#### Text shown:
= = = = = = =

[PATCH v1 4/5] eal: fix async IPC resource leaks on partial failure

Anatoly Burakov Thu, 19 Mar 2026 09:07:50 -0700

When rte_mp_request_async() fails to send requests to all peers,
copy and param can lose ownership and leak.


On partial failure, some requests may already be queued and still
reference copy and param, so freeing them directly on the error
path can cause use-after-free when those requests are later handled.

Fix this by rolling back queued requests from the current batch,
resetting nb_sent to 0, and freeing copy/param only after rollback.
Use a numeric request ID for alarm callback lookup so stale callbacks
from rolled-back requests become harmless no-ops.

Coverity issue: 501503
Fixes: f05e26051c15 ("eal: add IPC asynchronous request")
Cc: [email protected]

Signed-off-by: Anatoly Burakov <[email protected]>
---
 lib/eal/common/eal_common_proc.c | 106 +++++++++++++++++++++++--------
 1 file changed, 81 insertions(+), 25 deletions(-)

diff --git a/lib/eal/common/eal_common_proc.c b/lib/eal/common/eal_common_proc.c
index 24d3557859..d1a041b707 100644
--- a/lib/eal/common/eal_common_proc.c
+++ b/lib/eal/common/eal_common_proc.c
@@ -74,6 +74,7 @@ struct async_request_param {
 
 struct pending_request {
        TAILQ_ENTRY(pending_request) next;
+       unsigned long id;
        enum {
                REQUEST_TYPE_SYNC,
                REQUEST_TYPE_ASYNC
@@ -92,6 +93,8 @@ struct pending_request {
        };
 };
 
+static unsigned long next_request_id;
+
 TAILQ_HEAD(pending_request_list, pending_request);
 
 static struct {
@@ -111,9 +114,9 @@ mp_send(struct rte_mp_msg *msg, const char *peer, int type);
 static void
 async_reply_handle(void *arg);
 
-/* for use with process_msg */
+/* for use with alarm callback and process_msg */
 static struct pending_request *
-async_reply_handle_thread_unsafe(void *arg);
+async_reply_handle_thread_unsafe(struct pending_request *req);
 
 static void
 trigger_async_action(struct pending_request *req);
@@ -132,6 +135,19 @@ find_pending_request(const char *dst, const char *act_name)

= = = = = = =

#### What is required:
Copy out the patch above word for word, from its subject line through the last line of code.

#### Data:
= = = = = = =

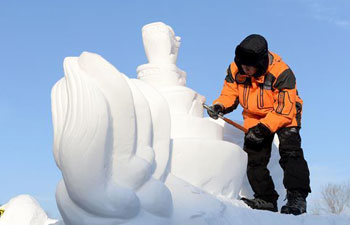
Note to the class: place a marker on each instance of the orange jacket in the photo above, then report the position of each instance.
(271, 99)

= = = = = = =

#### Result:
[PATCH v1 4/5] eal: fix async IPC resource leaks on partial failure

Anatoly Burakov Thu, 19 Mar 2026 09:07:50 -0700

When rte_mp_request_async() fails to send requests to all peers,
copy and param can lose ownership and leak.


On partial failure, some requests may already be queued and still
reference copy and param, so freeing them directly on the error
path can cause use-after-free when those requests are later handled.

Fix this by rolling back queued requests from the current batch,
resetting nb_sent to 0, and freeing copy/param only after rollback.
Use a numeric request ID for alarm callback lookup so stale callbacks
from rolled-back requests become harmless no-ops.

Coverity issue: 501503
Fixes: f05e26051c15 ("eal: add IPC asynchronous request")
Cc: [email protected]

Signed-off-by: Anatoly Burakov <[email protected]>
---
 lib/eal/common/eal_common_proc.c | 106 +++++++++++++++++++++++--------
 1 file changed, 81 insertions(+), 25 deletions(-)

diff --git a/lib/eal/common/eal_common_proc.c b/lib/eal/common/eal_common_proc.c
index 24d3557859..d1a041b707 100644
--- a/lib/eal/common/eal_common_proc.c
+++ b/lib/eal/common/eal_common_proc.c
@@ -74,6 +74,7 @@ struct async_request_param {
 
 struct pending_request {
        TAILQ_ENTRY(pending_request) next;
+       unsigned long id;
        enum {
                REQUEST_TYPE_SYNC,
                REQUEST_TYPE_ASYNC
@@ -92,6 +93,8 @@ struct pending_request {
        };
 };
 
+static unsigned long next_request_id;
+
 TAILQ_HEAD(pending_request_list, pending_request);
 
 static struct {
@@ -111,9 +114,9 @@ mp_send(struct rte_mp_msg *msg, const char *peer, int type);
 static void
 async_reply_handle(void *arg);
 
-/* for use with process_msg */
+/* for use with alarm callback and process_msg */
 static struct pending_request *
-async_reply_handle_thread_unsafe(void *arg);
+async_reply_handle_thread_unsafe(struct pending_request *req);
 
 static void
 trigger_async_action(struct pending_request *req);
@@ -132,6 +135,19 @@ find_pending_request(const char *dst, const char *act_name)